Copy the lines of this material word for word, leaving out the pictures.

+++ PROVIDED MATERIAL +++

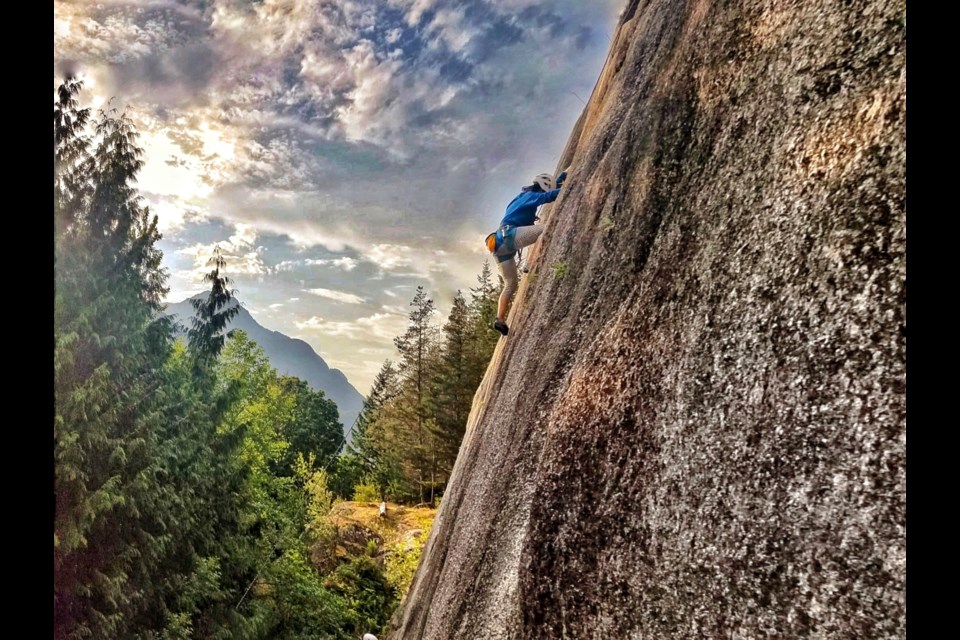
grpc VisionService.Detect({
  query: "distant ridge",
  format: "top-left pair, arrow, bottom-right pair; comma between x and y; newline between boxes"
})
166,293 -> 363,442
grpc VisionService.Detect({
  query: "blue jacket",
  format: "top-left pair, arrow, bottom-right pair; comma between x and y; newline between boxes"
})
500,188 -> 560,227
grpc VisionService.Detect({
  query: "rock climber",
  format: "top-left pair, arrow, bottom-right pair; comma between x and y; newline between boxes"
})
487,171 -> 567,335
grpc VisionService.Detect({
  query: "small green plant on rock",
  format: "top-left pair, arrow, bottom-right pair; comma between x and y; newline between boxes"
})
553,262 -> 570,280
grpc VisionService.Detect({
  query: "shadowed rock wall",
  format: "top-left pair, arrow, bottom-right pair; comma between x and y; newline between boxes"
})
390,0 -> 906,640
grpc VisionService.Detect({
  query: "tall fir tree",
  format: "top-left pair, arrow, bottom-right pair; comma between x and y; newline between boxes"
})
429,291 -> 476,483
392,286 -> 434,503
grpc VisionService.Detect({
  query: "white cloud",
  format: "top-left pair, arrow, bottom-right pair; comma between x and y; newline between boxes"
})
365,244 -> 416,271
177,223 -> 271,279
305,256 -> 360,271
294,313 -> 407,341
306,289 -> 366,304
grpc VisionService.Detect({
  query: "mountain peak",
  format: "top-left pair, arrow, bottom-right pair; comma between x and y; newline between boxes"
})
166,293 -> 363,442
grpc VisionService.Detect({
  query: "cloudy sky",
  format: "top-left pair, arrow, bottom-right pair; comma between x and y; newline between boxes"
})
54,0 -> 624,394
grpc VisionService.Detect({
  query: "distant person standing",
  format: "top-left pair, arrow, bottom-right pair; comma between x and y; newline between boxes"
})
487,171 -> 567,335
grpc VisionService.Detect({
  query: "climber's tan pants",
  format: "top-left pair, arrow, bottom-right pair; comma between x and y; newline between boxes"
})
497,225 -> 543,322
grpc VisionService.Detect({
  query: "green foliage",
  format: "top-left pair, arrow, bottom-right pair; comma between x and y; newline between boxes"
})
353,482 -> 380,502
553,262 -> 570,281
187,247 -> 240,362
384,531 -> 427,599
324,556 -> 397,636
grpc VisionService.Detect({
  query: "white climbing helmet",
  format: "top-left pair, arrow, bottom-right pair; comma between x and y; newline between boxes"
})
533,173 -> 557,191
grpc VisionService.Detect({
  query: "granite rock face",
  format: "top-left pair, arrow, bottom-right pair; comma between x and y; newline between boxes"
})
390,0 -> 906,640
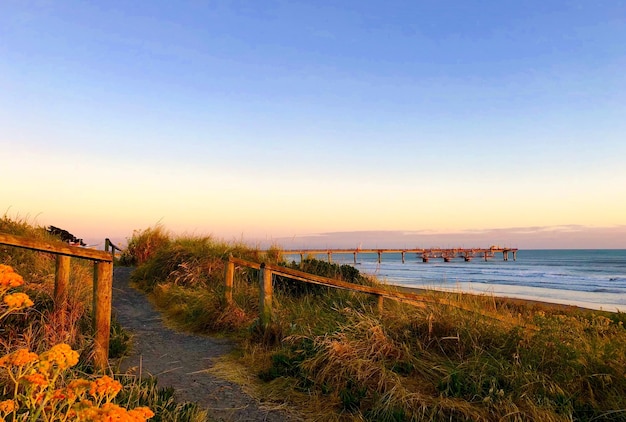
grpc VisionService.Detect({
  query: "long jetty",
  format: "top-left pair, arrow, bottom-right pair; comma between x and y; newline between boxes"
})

+++

SOLUTION FOR THIS TASK:
grpc VisionService.Detect({
  query: "distant ridge",
  format: "top-left pair, arrow, bottom-right pair; comma between x and y; newline between boxes"
})
166,293 -> 363,442
grpc VisionService.Detect({
  query: "blue jacket",
  format: "top-left pair, arrow, bottom-right pair; comma between x and y; newline between boxes"
})
500,188 -> 560,227
grpc VisionService.Detect({
  query: "rock climber",
  format: "top-left pair, arrow, bottom-right pair; comma between x and y; newline between boxes"
})
487,171 -> 567,335
grpc VisionService.Detect({
  query: "small green plant on rock",
  format: "top-left pair, arrow, bottom-right pair; comma between x and y; newline between boxes"
})
553,262 -> 570,280
grpc VisionService.Detect({
  query: "shadowed rock wall",
  format: "top-left pair, arrow, bottom-right pair; comma between x and y; newline between boxes"
})
390,0 -> 906,640
grpc VisionService.Detect({
  query: "tall fir tree",
  format: "top-left pair, arrow, bottom-right pair; comma between x and y; newline between boxes"
})
429,291 -> 476,483
392,286 -> 434,503
grpc VisionService.Detect({
  query: "white cloud",
  format: "top-left pair, arrow, bottom-right pair; comma between x and y; newline between boxes"
})
365,244 -> 416,271
177,223 -> 271,279
305,256 -> 360,271
294,313 -> 407,341
306,289 -> 366,304
grpc VisionService.Detect({
  query: "mountain peak",
  format: "top-left pair, arrow, bottom-right pair; comma between x and y; newline between boxes"
})
166,293 -> 363,442
grpc VisionService.Detect({
  query: "cloudy sky",
  format: "top-left pair, arrow, bottom-right pair; comma between x and y; newline between boxes"
})
54,0 -> 624,394
grpc VisionService.Detect({
  query: "distant person standing",
  format: "top-left pair, arrow, bottom-right pair; comma between x and y; newline between boxes"
})
487,171 -> 567,335
grpc VisionService.Detect({
  query: "climber's tan pants",
  format: "top-left pair, arrow, bottom-right pair; comma between x and y; newline between boxes"
})
497,225 -> 543,322
grpc VisionService.Detect({
  query: "green foliage",
  format: "top-left pair, arrow, bottom-right pair; comma between x and y; newline between boxes"
})
353,482 -> 380,502
553,262 -> 570,281
187,247 -> 240,362
384,531 -> 427,599
324,556 -> 397,636
grpc VisionService.Detect({
  query: "white climbing helmet",
  format: "top-left pair, arrow, bottom-right pair; comma between x and y; newline between boxes"
})
533,173 -> 557,191
grpc VisionService.Detect({
  query: "granite rock face",
  format: "top-left pair, arrow, bottom-right pair; comma between x and y; newline between boxes"
})
390,0 -> 906,640
grpc VisionService.Detect({
  query: "long jetty",
  format: "top-left pair, arrow, bottom-right pair; comma between x and y; newline between boxes"
})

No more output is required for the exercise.